▸ Document excerpt:
========================

Superdeep is only horrific in how much deadening exposition it forces viewers to endure.
The idea that the deepest hole ever drilled into the Earth, the Soviet-made Kola Superdeep Borehole, could be home to unspeakable horrors would seem fertile ground for a scary movie, but Arseny Syuhin’s Superdeep is hardly up to the task of making good on that promise. What at first appears to be an homage to Carpenter’s The Thing, with a helicopter descending to a frigid outpost in the ’80s, eventually folds in elements of cosmic horror, the fungal zombies of The Last of Us, and even the final stretch of Alien as the heroine runs from a monster in her underpants for flimsy narrative reasons. Yet, the reality of Superdeep is so much less than the sum of its references, playing like a Syfy Original ripped out of its low expectation context and thrown onto Shudder, which has seemingly adopted Netflix’s scattershot approach to acquiring content, resulting in a homepage too littered with dreck like this instead of the plum films people actually subscribe for.
Plot-wise, it goes something like this: in 1984, biologist Anya Fedorova, a few officials, and a bunch of unimportant army grunts are summoned to the Borehole for a research and rescue mission. The real reason for their trip is to acquire some sort of virus sample, transport it to the surface, and turn it into a weapon for the Soviet government. But once way down in the ground, shit goes wrong, as Anya encounters a few monsters and comes to realize that whatever is down here must, at all costs, never reach the surface. It’s at once totally simple and completely incomprehensible, as endless scenes of exposition explain the premise in convoluted terms and fail to amount to anything worthy of time spent on them. It’s easy to feel lost, the impression being that you’ve missed key scenes due to a boredom-triggered blackout, only to realize that, no, the reams of mumbo jumbo are just set dressing, and there’s not much more than what meets the eye. The film’s few nods to the politics of the USSR are entirely shallow, and whatever else it might have to offer thematically is borrowed from better films like, obviously, The Thing.

========================

▸ Collected data:

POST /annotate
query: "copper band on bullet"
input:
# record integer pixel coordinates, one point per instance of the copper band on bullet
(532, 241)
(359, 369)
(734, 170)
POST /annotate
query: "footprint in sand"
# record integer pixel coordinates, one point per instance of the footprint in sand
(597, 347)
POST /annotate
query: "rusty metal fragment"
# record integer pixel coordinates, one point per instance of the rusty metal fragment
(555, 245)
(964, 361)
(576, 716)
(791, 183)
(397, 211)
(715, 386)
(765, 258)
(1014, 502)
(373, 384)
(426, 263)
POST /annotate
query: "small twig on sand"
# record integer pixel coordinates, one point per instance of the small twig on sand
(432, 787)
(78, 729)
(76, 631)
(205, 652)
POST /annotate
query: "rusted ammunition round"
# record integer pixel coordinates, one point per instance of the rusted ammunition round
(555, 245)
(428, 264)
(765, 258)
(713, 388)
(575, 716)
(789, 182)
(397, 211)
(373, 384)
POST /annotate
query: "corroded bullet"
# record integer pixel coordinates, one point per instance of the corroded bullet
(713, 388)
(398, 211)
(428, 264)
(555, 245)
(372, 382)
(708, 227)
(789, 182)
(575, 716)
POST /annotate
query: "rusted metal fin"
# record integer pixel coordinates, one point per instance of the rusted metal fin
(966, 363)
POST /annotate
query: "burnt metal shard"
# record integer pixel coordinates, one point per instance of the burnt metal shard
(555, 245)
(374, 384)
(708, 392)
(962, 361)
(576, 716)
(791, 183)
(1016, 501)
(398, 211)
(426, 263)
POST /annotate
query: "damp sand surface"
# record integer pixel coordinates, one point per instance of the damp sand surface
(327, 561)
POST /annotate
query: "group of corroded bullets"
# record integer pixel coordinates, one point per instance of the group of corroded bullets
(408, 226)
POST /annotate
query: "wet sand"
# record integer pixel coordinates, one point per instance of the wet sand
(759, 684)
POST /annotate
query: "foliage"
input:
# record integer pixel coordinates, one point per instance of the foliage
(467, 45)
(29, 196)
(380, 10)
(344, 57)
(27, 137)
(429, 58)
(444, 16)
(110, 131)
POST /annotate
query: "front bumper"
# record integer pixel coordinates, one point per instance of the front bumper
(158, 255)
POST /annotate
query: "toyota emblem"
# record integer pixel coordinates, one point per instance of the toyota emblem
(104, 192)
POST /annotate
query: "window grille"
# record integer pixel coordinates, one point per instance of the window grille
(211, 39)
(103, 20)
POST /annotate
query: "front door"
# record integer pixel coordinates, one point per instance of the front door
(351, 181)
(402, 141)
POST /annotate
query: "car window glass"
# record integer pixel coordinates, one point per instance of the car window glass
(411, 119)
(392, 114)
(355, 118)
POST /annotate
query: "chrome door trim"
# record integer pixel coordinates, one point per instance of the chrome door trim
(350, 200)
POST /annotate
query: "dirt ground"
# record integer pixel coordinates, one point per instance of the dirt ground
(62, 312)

========================

▸ What to do:
[1] According to the Superdeep review, what is Anya Fedorova's profession?
[2] Carry the Superdeep film review forward from its last sentence.

▸ Answers per task:
[1] She is a biologist.

[2]
Setting aside the miserable aesthetics — this film looks worse even than any given episode of Doctor Who — and a distractingly horrible ADR job throughout, Superdeep’s main issue is its abominably lopsided ratio of dull exposition to the good stuff. The effects used to construct the fungal monsters are wonderfully gross and tactile, the squishy and mossy textures covering the victims’ bodies providing the film with a much needed dose of squirm. But there’s simply too little of that and too much dreadfully slow scene-setting, which Syuhin clearly mistakes for suspense despite it never building to anything. It’s not much better when a monster shows up on screen as a lack of visual clarity and spatial coherence render any chase sequence lifeless, but at least these brief moments provide more excitement and even a goofy practical VFX charm than the glut of passionless actors delivering first-draft quality dialogue at each other in 10-minute chunks. But Superdeep runs out of steam and all goodwill after thirty minutes, so any such minor concession to being an interesting horror movie is too little, too late.
You can currently stream Arseny Syuhin’s Superdeep on Shudder.